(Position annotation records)
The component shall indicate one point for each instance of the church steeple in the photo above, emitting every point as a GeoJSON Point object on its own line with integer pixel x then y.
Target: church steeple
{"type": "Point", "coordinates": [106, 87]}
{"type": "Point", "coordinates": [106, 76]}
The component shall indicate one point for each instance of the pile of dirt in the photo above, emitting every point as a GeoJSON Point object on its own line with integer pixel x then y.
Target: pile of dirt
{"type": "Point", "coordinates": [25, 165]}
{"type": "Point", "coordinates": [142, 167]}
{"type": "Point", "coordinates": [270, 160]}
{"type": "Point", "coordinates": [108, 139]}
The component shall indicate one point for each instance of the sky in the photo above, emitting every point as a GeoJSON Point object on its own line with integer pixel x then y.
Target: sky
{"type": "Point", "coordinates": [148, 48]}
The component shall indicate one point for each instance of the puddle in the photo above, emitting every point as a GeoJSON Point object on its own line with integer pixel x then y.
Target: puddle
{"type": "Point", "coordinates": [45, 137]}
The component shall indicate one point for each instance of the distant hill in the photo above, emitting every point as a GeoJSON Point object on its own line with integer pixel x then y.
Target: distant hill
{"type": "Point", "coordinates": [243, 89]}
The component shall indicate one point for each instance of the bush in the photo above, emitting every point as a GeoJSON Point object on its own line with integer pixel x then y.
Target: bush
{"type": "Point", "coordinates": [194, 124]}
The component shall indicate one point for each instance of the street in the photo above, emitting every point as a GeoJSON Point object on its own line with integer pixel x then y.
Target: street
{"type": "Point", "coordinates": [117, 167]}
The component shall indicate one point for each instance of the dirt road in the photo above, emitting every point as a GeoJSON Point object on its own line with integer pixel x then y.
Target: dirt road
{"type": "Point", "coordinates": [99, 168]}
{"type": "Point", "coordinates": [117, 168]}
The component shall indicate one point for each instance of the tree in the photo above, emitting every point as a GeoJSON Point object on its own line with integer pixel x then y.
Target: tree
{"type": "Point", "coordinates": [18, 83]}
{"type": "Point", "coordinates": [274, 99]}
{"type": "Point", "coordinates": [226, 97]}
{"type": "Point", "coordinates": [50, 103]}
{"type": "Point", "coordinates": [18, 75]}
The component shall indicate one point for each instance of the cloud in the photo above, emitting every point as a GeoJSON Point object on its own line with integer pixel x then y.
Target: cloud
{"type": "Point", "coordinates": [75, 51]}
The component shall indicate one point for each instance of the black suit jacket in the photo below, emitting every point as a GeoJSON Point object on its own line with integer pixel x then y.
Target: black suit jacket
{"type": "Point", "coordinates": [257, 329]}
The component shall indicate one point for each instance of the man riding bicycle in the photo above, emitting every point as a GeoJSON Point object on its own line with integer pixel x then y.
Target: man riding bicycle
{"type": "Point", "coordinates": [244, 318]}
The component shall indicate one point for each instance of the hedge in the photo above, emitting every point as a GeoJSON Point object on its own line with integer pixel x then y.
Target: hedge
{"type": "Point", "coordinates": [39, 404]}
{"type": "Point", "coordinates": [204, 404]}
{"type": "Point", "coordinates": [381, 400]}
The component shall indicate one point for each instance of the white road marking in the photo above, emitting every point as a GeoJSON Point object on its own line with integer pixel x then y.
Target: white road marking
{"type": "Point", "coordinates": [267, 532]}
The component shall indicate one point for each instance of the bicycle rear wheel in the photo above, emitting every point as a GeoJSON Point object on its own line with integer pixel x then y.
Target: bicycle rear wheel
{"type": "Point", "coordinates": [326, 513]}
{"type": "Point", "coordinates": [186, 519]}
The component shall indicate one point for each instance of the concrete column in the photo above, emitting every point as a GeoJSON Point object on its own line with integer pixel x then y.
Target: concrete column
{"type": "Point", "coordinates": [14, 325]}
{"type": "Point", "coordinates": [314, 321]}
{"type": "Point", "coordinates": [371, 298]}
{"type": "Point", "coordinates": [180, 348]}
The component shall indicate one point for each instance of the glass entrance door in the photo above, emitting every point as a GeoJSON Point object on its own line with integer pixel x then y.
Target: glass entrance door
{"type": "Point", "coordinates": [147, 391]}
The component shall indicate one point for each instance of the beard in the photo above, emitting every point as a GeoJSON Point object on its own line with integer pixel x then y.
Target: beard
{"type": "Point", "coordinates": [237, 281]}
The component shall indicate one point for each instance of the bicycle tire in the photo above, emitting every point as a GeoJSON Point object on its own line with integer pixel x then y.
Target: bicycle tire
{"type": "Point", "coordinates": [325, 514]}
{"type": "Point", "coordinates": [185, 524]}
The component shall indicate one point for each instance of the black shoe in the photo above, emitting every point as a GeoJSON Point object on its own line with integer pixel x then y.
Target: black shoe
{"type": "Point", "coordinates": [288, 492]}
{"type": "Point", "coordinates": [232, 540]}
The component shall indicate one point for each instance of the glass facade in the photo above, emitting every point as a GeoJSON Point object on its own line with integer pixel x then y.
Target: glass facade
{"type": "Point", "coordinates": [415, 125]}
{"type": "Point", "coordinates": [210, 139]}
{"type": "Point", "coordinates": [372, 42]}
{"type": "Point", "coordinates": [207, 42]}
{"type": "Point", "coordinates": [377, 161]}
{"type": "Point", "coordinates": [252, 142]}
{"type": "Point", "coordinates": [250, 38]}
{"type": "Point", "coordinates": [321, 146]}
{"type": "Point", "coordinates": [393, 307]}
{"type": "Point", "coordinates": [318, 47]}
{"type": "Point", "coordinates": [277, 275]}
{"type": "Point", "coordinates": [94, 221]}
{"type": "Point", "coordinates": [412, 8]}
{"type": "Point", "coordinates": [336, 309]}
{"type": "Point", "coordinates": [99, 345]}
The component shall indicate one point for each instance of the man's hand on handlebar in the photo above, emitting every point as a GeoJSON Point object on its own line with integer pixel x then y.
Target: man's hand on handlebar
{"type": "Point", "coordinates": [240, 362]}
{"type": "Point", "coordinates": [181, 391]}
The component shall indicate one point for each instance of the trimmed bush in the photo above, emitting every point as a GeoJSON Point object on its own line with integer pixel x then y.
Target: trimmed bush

**WHAT THIS TASK INVOLVES**
Rewrite every line from the one containing "of the man's" through the last line of the records, both included, and shift each coordinate value in the answers by -122.

**REPLY**
The component shall indicate one point for each instance of the man's hand on handlebar in the photo above, emitting every point as a GeoJSON Point object on its own line with integer pixel x then y.
Target: man's hand on handlebar
{"type": "Point", "coordinates": [118, 240]}
{"type": "Point", "coordinates": [59, 269]}
The component shall indicate one point for each instance of the trimmed bush in the photo above, emitting every point as a GeoJSON Point object on its own line with integer pixel x then y.
Target: trimmed bush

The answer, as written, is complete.